§ AIM OF THE TASK: Can you arrange every line of the listing below as a Markdown table with the columns No. and Entry, numbering the rows and leaving out blank lines?

============================================================

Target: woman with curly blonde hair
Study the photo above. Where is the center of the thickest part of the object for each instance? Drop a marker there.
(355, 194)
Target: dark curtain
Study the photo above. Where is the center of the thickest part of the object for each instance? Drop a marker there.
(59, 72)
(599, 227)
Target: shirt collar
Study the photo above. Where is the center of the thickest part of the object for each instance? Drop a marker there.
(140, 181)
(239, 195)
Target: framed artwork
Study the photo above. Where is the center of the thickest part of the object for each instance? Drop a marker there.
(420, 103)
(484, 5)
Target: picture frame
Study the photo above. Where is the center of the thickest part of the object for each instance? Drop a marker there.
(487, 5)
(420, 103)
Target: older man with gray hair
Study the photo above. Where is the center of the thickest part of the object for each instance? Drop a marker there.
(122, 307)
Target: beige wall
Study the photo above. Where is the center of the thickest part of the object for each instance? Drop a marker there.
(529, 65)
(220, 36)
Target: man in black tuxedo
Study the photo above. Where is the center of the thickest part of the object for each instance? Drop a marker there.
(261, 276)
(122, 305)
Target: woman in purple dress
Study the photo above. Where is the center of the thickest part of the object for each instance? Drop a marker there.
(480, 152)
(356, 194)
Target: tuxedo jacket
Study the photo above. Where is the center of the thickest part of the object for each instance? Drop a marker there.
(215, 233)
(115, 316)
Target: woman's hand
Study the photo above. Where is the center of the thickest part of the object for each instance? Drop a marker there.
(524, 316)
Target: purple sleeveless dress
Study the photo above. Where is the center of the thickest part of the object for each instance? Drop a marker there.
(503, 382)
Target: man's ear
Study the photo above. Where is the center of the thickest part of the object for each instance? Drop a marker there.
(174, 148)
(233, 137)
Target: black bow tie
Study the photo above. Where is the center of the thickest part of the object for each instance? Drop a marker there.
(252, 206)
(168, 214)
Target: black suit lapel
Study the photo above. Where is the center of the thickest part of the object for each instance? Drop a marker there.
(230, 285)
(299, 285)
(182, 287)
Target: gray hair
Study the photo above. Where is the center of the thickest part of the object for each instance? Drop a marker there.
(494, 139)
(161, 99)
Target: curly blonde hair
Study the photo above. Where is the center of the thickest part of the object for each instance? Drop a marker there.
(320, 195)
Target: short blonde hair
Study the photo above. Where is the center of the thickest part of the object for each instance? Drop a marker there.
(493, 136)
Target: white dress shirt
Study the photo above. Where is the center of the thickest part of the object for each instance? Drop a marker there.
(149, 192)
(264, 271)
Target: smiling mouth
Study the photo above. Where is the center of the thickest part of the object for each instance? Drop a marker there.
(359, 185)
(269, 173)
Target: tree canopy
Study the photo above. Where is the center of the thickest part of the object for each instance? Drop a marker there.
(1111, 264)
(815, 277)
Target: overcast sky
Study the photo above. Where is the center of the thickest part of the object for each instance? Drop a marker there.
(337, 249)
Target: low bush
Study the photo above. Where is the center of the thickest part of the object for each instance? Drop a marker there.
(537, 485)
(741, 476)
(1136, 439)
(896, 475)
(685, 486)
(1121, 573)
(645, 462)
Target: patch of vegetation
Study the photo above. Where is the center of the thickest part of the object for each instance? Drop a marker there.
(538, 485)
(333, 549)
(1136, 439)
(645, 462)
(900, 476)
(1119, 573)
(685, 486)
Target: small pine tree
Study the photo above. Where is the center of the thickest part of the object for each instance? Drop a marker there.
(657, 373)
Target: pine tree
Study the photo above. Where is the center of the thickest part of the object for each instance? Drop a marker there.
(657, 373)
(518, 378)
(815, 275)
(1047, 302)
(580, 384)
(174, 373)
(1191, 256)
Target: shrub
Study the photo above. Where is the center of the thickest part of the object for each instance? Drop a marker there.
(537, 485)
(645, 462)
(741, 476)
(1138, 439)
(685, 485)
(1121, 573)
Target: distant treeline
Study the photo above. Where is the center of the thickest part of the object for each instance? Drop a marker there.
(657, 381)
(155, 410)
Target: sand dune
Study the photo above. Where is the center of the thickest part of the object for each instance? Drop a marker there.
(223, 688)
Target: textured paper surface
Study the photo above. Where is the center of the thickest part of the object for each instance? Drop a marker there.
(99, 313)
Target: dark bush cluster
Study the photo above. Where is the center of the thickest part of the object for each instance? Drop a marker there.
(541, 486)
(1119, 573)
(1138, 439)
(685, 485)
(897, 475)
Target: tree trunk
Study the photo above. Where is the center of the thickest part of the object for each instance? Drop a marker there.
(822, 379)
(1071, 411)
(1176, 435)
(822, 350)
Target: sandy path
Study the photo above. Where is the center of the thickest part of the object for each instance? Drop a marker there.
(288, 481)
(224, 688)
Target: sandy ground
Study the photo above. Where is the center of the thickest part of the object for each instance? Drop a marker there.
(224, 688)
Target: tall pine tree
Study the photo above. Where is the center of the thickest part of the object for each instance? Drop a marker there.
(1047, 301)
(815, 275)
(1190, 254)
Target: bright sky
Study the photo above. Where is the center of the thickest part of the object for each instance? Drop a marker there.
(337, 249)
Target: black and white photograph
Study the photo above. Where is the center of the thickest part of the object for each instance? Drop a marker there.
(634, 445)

============================================================

§ WRITTEN ANSWER:
| No. | Entry |
|---|---|
| 1 | Target: woman with curly blonde hair |
| 2 | Study the photo above. Where is the center of the thickest part of the object for each instance? Drop a marker there. |
| 3 | (355, 194) |
| 4 | Target: dark curtain |
| 5 | Study the photo above. Where is the center of the thickest part of the object for each instance? Drop a marker there. |
| 6 | (59, 72) |
| 7 | (599, 227) |
| 8 | Target: shirt collar |
| 9 | Study the photo above. Where is the center of the thickest part of the object for each instance? Drop a marker there. |
| 10 | (140, 181) |
| 11 | (239, 195) |
| 12 | Target: framed artwork |
| 13 | Study the photo above. Where is the center of the thickest part of the object for each instance? Drop a marker there. |
| 14 | (420, 103) |
| 15 | (484, 5) |
| 16 | Target: picture frame |
| 17 | Study the photo above. Where is the center of the thickest part of the object for each instance? Drop a marker there. |
| 18 | (487, 5) |
| 19 | (420, 103) |
| 20 | Target: older man with gray hair |
| 21 | Study the photo above. Where is the center of the thickest part of the object for each instance? Drop a marker there. |
| 22 | (122, 307) |
| 23 | Target: beige wall |
| 24 | Study the photo above. Where is the center of the thickest part of the object for each instance? Drop a marker there. |
| 25 | (529, 65) |
| 26 | (220, 36) |
| 27 | Target: man in black tuxedo |
| 28 | Study the photo above. Where is the center of the thickest part of the object for each instance? Drop a marker there. |
| 29 | (261, 276) |
| 30 | (122, 305) |
| 31 | Target: woman in purple dress |
| 32 | Study the photo above. Where is the center of the thickest part of the object for each instance? Drop a marker there. |
| 33 | (480, 152) |
| 34 | (356, 194) |
| 35 | Target: tuxedo jacket |
| 36 | Study the photo above. Where is the center of the thickest part of the object for each instance? Drop a marker there. |
| 37 | (215, 233) |
| 38 | (115, 316) |
| 39 | Target: woman's hand |
| 40 | Study the photo above. Where is the center of the thickest part of the object for each instance? Drop a marker there. |
| 41 | (524, 316) |
| 42 | Target: purple sleeveless dress |
| 43 | Study the photo above. Where is the center of the thickest part of the object for each instance? Drop a marker there. |
| 44 | (503, 382) |
| 45 | Target: man's ear |
| 46 | Study the photo above. Where is the center of the thickest part of the object for each instance? Drop a marker there. |
| 47 | (174, 148) |
| 48 | (233, 137) |
| 49 | Target: black bow tie |
| 50 | Study the photo above. Where is the center of the thickest part of the object for each instance? Drop a marker there. |
| 51 | (252, 206) |
| 52 | (168, 214) |
| 53 | Target: black suit lapel |
| 54 | Study the photo above. Where is the center of the thickest part of the object for each instance? Drop a marker there. |
| 55 | (230, 285) |
| 56 | (299, 285) |
| 57 | (182, 287) |
| 58 | Target: gray hair |
| 59 | Study the photo above. Where is the center of the thickest part of the object for each instance? Drop a marker there. |
| 60 | (494, 139) |
| 61 | (161, 99) |
| 62 | Target: curly blonde hair |
| 63 | Study the photo above. Where is the center of the thickest part of the object for each instance? Drop a marker there. |
| 64 | (320, 195) |
| 65 | Target: short blonde hair |
| 66 | Study the photo above. Where is the center of the thickest part of the object for each instance? Drop a marker there. |
| 67 | (493, 136) |
| 68 | Target: white dress shirt |
| 69 | Study the photo above. Where is the center of the thickest part of the object for each instance? Drop a marker there. |
| 70 | (149, 192) |
| 71 | (264, 271) |
| 72 | Target: smiling mouth |
| 73 | Study the photo above. Where is the center of the thickest part of the object for each instance? Drop a marker there. |
| 74 | (359, 185) |
| 75 | (269, 173) |
| 76 | Target: tree canopy |
| 77 | Study the photo above. Where is the center of the thickest part of the object for each instance? Drop a marker there. |
| 78 | (1111, 264) |
| 79 | (815, 277) |
| 80 | Target: overcast sky |
| 81 | Study the photo above. Where is the center of the thickest part of the object for each instance? Drop a marker there. |
| 82 | (337, 249) |
| 83 | Target: low bush |
| 84 | Study the photo above. Where is the center of the thickest part of the object for each instance? Drop a marker there. |
| 85 | (537, 485) |
| 86 | (741, 476) |
| 87 | (1136, 439) |
| 88 | (896, 475) |
| 89 | (685, 486) |
| 90 | (1121, 573) |
| 91 | (645, 462) |
| 92 | Target: patch of vegetation |
| 93 | Study the photo above. Where is the center of the thickest part of the object for each instance? Drop a marker there. |
| 94 | (538, 485) |
| 95 | (333, 549) |
| 96 | (1136, 439) |
| 97 | (645, 462) |
| 98 | (900, 476) |
| 99 | (1119, 573) |
| 100 | (685, 486) |
| 101 | Target: small pine tree |
| 102 | Study the photo above. Where is the center of the thickest part of the object for each instance? Drop a marker there. |
| 103 | (657, 373) |
| 104 | Target: pine tree |
| 105 | Study the photo above. Where is the center of the thickest part of the object for each instance? Drop a marker there. |
| 106 | (657, 373) |
| 107 | (518, 378) |
| 108 | (815, 275) |
| 109 | (1047, 302) |
| 110 | (580, 384) |
| 111 | (174, 373) |
| 112 | (1191, 256) |
| 113 | Target: shrub |
| 114 | Study the photo above. Where is the center of the thickest part of the object for each instance? Drop a marker there. |
| 115 | (537, 485) |
| 116 | (645, 462) |
| 117 | (741, 476) |
| 118 | (1138, 439) |
| 119 | (685, 485) |
| 120 | (1121, 573) |
| 121 | Target: distant treeline |
| 122 | Study the photo above. Where is the center of the thickest part of the object for each instance? Drop a marker there. |
| 123 | (657, 381) |
| 124 | (155, 410) |
| 125 | Target: sand dune |
| 126 | Study the photo above. Where is the center of the thickest part of the object for each instance? Drop a marker there. |
| 127 | (223, 688) |
| 128 | Target: textured paper surface |
| 129 | Study the photo above. Where is the center of the thickest part of the object for each instance? Drop a marker there. |
| 130 | (99, 313) |
| 131 | Target: dark bush cluster |
| 132 | Study the photo above. Where is the center of the thickest part of the object for each instance? Drop a marker there. |
| 133 | (541, 486) |
| 134 | (1119, 573) |
| 135 | (1138, 439) |
| 136 | (685, 485) |
| 137 | (897, 475) |
| 138 | Target: tree trunk |
| 139 | Study the photo above. Where is the center of the thickest part of the object for each instance? Drop a marker there. |
| 140 | (822, 379) |
| 141 | (1071, 411) |
| 142 | (1176, 435) |
| 143 | (822, 350) |
| 144 | Target: sandy path |
| 145 | Study the photo above. Where is the center of the thickest part of the object for each instance? Drop a marker there. |
| 146 | (288, 481) |
| 147 | (224, 688) |
| 148 | Target: sandy ground |
| 149 | Study the photo above. Where is the center of the thickest part of the object for each instance? Drop a marker there. |
| 150 | (224, 688) |
| 151 | Target: tall pine tree |
| 152 | Study the photo above. Where is the center of the thickest part of the object for each instance? Drop a marker there. |
| 153 | (1047, 301) |
| 154 | (815, 275) |
| 155 | (1190, 254) |
| 156 | Target: bright sky |
| 157 | Study the photo above. Where is the center of the thickest part of the object for each instance? Drop a marker there. |
| 158 | (337, 249) |
| 159 | Target: black and white photograph |
| 160 | Study the photo above. Where is the center of the thickest part of the object for each instance? Drop a marker there. |
| 161 | (634, 445) |